Short task: Write out each line of the listing below as one string in a JSON list, leaving out blank lines and the pictures.
━━ Supplied material ━━
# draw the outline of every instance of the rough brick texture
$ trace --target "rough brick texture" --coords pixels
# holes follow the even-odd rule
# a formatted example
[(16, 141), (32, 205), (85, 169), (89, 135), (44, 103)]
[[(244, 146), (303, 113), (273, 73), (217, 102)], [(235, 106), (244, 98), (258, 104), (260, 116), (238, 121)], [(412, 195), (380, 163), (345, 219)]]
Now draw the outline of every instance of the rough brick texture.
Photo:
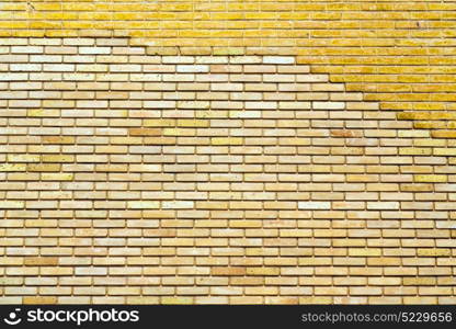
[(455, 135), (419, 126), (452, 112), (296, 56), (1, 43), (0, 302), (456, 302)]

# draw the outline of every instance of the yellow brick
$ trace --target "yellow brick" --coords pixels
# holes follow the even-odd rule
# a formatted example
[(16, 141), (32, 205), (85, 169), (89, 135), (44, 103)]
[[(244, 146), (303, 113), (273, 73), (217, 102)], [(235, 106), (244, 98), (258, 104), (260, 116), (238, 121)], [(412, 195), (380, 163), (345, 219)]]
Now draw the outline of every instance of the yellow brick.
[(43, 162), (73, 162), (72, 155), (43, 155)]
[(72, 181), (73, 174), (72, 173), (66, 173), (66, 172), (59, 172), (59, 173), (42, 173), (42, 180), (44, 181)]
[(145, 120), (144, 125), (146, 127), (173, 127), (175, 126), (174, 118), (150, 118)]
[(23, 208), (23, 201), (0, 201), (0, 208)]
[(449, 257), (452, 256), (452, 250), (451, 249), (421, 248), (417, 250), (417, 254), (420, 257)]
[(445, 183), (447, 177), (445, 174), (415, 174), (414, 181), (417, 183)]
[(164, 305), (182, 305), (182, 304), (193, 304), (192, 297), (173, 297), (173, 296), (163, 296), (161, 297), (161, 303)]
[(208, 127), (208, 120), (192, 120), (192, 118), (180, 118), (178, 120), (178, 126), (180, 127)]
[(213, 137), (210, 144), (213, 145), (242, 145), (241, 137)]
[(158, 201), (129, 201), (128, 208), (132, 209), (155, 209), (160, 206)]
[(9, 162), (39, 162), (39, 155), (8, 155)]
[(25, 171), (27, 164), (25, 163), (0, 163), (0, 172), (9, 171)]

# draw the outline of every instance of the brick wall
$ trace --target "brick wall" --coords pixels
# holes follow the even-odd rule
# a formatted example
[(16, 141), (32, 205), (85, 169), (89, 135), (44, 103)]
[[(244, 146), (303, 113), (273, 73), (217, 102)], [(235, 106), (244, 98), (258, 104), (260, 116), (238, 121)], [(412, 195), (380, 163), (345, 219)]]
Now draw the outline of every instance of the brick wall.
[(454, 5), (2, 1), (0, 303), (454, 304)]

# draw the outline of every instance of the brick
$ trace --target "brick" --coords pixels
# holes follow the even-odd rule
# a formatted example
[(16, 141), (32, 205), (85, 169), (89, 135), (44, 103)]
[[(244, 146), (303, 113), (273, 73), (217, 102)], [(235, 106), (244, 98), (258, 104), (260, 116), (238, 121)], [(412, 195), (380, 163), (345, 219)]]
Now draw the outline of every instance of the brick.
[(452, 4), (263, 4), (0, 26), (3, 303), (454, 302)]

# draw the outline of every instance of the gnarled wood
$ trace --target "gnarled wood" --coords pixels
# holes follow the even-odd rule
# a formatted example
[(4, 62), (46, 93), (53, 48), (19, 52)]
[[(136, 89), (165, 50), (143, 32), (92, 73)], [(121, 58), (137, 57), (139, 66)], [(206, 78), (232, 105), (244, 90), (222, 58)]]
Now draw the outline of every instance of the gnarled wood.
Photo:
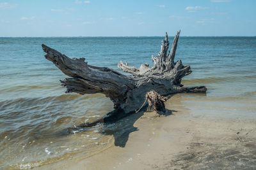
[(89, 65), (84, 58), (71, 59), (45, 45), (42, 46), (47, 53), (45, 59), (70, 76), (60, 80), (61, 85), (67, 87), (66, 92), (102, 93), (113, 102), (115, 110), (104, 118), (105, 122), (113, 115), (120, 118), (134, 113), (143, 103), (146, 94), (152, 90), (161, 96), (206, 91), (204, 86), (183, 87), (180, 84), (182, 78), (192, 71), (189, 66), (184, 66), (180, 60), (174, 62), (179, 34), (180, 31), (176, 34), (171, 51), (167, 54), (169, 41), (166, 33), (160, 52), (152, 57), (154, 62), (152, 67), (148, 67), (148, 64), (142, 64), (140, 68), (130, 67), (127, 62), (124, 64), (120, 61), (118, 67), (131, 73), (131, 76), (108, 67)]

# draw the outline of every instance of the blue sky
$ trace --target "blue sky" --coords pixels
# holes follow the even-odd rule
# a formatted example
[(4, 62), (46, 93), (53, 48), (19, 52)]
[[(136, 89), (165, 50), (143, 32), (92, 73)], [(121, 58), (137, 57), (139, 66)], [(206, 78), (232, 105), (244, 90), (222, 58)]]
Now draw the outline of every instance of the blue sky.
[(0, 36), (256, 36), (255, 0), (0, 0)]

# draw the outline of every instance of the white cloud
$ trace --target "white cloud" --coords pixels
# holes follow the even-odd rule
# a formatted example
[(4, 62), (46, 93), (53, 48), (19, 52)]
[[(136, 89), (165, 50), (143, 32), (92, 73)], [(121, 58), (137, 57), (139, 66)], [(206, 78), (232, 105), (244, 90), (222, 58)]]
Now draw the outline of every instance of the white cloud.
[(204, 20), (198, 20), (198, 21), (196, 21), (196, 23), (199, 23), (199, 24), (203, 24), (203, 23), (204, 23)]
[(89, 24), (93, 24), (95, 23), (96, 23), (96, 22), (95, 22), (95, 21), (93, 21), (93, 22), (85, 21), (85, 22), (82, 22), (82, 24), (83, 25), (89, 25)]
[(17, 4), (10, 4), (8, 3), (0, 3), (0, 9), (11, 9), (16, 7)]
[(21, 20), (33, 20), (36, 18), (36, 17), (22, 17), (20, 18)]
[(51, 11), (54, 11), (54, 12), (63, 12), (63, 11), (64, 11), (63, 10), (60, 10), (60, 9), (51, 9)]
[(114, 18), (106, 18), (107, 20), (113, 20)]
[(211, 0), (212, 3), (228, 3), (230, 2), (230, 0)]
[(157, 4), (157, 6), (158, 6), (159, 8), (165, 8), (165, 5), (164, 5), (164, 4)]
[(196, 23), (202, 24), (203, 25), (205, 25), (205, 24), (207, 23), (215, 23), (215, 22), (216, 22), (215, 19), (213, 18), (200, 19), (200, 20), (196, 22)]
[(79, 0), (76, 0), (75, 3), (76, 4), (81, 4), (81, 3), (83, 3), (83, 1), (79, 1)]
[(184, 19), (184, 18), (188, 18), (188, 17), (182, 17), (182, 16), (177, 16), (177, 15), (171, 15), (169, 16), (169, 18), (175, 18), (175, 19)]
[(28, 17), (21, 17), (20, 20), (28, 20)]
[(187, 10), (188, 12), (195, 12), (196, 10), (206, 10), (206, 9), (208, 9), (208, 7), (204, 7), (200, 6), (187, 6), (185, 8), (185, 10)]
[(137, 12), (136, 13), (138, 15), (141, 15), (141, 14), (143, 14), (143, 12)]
━━━
Response:
[
  "# draw the outline of every instance of the rough brick texture",
  "$ trace --target \"rough brick texture\" --coords pixels",
  "# holes follow the even-odd rule",
  "# a formatted example",
  "[(16, 141), (32, 205), (85, 169), (89, 135), (44, 103)]",
  "[[(244, 146), (303, 113), (273, 73), (217, 102)], [(235, 106), (244, 98), (258, 104), (260, 116), (238, 121)], [(412, 195), (380, 163), (345, 219)]]",
  "Now draw the outline of every instance of the rough brick texture.",
  "Photo:",
  "[(455, 135), (419, 126), (452, 112), (296, 56), (1, 43), (0, 302), (456, 302)]",
  "# draw the outline of every instance of the yellow brick",
  "$ trace --target \"yellow brick\" --coords pixels",
  "# holes follow the even-odd rule",
  "# a formatted example",
  "[(16, 141), (32, 205), (85, 169), (89, 135), (44, 103)]",
  "[[(244, 146), (303, 113), (273, 73), (217, 102)], [(235, 106), (244, 98), (258, 104), (260, 116), (238, 121)], [(412, 195), (380, 163), (345, 219)]]",
  "Now draw the outline of every instance of the yellow brick.",
  "[(43, 162), (73, 162), (72, 155), (43, 155)]",
  "[(72, 181), (73, 174), (72, 173), (66, 173), (66, 172), (59, 172), (59, 173), (42, 173), (42, 180), (44, 181)]",
  "[(145, 120), (144, 125), (146, 127), (173, 127), (175, 126), (174, 118), (150, 118)]",
  "[(23, 208), (23, 201), (0, 201), (0, 208)]",
  "[(449, 257), (452, 256), (452, 250), (451, 249), (421, 248), (417, 250), (417, 254), (420, 257)]",
  "[(445, 183), (447, 177), (445, 174), (415, 174), (414, 181), (417, 183)]",
  "[(164, 305), (182, 305), (182, 304), (193, 304), (192, 297), (173, 297), (173, 296), (163, 296), (161, 297), (161, 303)]",
  "[(208, 127), (208, 120), (192, 120), (192, 118), (180, 118), (178, 120), (178, 126), (180, 127)]",
  "[(213, 137), (210, 144), (213, 145), (242, 145), (241, 137)]",
  "[(158, 201), (129, 201), (128, 208), (132, 209), (155, 209), (160, 206)]",
  "[(9, 162), (39, 162), (39, 155), (8, 155)]",
  "[(25, 171), (27, 164), (25, 163), (0, 163), (0, 172), (9, 171)]",
  "# draw the outline of every instance of the brick wall",
  "$ trace --target \"brick wall\" --coords pixels",
  "# holes follow the even-odd rule",
  "# a formatted example",
  "[(16, 141), (32, 205), (85, 169), (89, 135), (44, 103)]",
  "[[(244, 146), (303, 113), (273, 73), (217, 102)], [(235, 106), (244, 98), (258, 104), (260, 116), (238, 121)], [(412, 195), (380, 163), (345, 219)]]",
  "Now draw the outline of every instance of the brick wall.",
  "[(454, 5), (2, 1), (0, 303), (454, 304)]",
  "# draw the outline of every instance of the brick",
  "$ trace --target \"brick\" --coords pixels",
  "# holes follow the even-odd rule",
  "# a formatted example",
  "[(16, 141), (32, 205), (85, 169), (89, 135), (44, 103)]",
  "[[(244, 146), (303, 113), (273, 73), (217, 102)], [(235, 106), (244, 98), (258, 104), (260, 116), (238, 121)], [(412, 195), (380, 163), (345, 219)]]",
  "Now draw the outline of every instance of the brick.",
  "[(452, 4), (263, 4), (0, 26), (3, 303), (454, 302)]",
  "# draw the outline of every instance of the gnarled wood",
  "$ trace --target \"gnarled wood\" --coords pixels",
  "# holes follow the even-odd rule",
  "# a formatted example",
  "[(4, 62), (46, 93), (53, 48), (19, 52)]",
  "[[(136, 89), (165, 50), (143, 32), (92, 73)], [(121, 58), (137, 57), (139, 66)], [(206, 78), (232, 105), (244, 90), (222, 58)]]",
  "Now draw the outline of every instance of the gnarled wood.",
  "Photo:",
  "[(89, 65), (84, 58), (71, 59), (45, 45), (42, 46), (47, 53), (45, 59), (70, 76), (60, 80), (61, 85), (67, 87), (66, 92), (102, 93), (113, 102), (115, 110), (104, 118), (105, 122), (113, 115), (120, 118), (134, 113), (143, 103), (146, 94), (152, 90), (161, 96), (206, 91), (204, 86), (183, 87), (180, 84), (182, 78), (192, 71), (189, 66), (184, 66), (180, 60), (174, 62), (179, 34), (180, 31), (176, 34), (171, 51), (167, 54), (169, 41), (166, 33), (160, 52), (152, 57), (154, 62), (152, 67), (148, 67), (148, 64), (142, 64), (140, 68), (130, 67), (127, 62), (124, 64), (120, 61), (118, 67), (131, 73), (131, 76), (108, 67)]",
  "# draw the outline of every instance of the blue sky",
  "$ trace --target \"blue sky\" --coords pixels",
  "# holes follow the even-odd rule",
  "# a formatted example",
  "[(4, 62), (46, 93), (53, 48), (19, 52)]",
  "[[(136, 89), (165, 50), (143, 32), (92, 73)], [(121, 58), (137, 57), (139, 66)], [(206, 78), (232, 105), (244, 90), (222, 58)]]",
  "Now draw the outline of every instance of the blue sky.",
  "[(0, 36), (256, 36), (255, 0), (0, 0)]",
  "# draw the outline of every instance of the white cloud",
  "$ trace --target \"white cloud\" --coords pixels",
  "# holes follow the even-odd rule",
  "# a formatted example",
  "[(4, 62), (46, 93), (53, 48), (19, 52)]",
  "[[(136, 89), (165, 50), (143, 32), (92, 73)], [(121, 58), (137, 57), (139, 66)], [(206, 78), (232, 105), (244, 90), (222, 58)]]",
  "Now draw the outline of every instance of the white cloud.",
  "[(204, 20), (198, 20), (198, 21), (196, 21), (196, 23), (199, 23), (199, 24), (203, 24), (203, 23), (204, 23)]",
  "[(89, 24), (93, 24), (95, 23), (96, 23), (96, 22), (95, 22), (95, 21), (93, 21), (93, 22), (85, 21), (85, 22), (82, 22), (82, 24), (83, 25), (89, 25)]",
  "[(17, 4), (10, 4), (8, 3), (0, 3), (0, 9), (11, 9), (16, 7)]",
  "[(21, 20), (33, 20), (36, 18), (36, 17), (22, 17), (20, 18)]",
  "[(51, 11), (54, 11), (54, 12), (63, 12), (63, 11), (64, 11), (63, 10), (60, 10), (60, 9), (51, 9)]",
  "[(114, 18), (106, 18), (107, 20), (113, 20)]",
  "[(211, 0), (212, 3), (228, 3), (230, 2), (230, 0)]",
  "[(157, 4), (157, 6), (158, 6), (159, 8), (165, 8), (165, 5), (164, 5), (164, 4)]",
  "[(196, 23), (202, 24), (203, 25), (205, 25), (205, 24), (207, 23), (215, 23), (215, 22), (216, 22), (215, 19), (213, 18), (200, 19), (200, 20), (196, 22)]",
  "[(79, 0), (76, 0), (75, 3), (76, 4), (81, 4), (81, 3), (83, 3), (83, 1), (79, 1)]",
  "[(184, 19), (184, 18), (188, 18), (188, 17), (182, 17), (182, 16), (177, 16), (177, 15), (171, 15), (169, 16), (169, 18), (175, 18), (175, 19)]",
  "[(28, 17), (21, 17), (20, 20), (28, 20)]",
  "[(187, 10), (188, 12), (195, 12), (196, 10), (206, 10), (206, 9), (208, 9), (208, 7), (204, 7), (200, 6), (187, 6), (185, 8), (185, 10)]",
  "[(137, 12), (136, 13), (138, 15), (141, 15), (141, 14), (143, 14), (143, 12)]"
]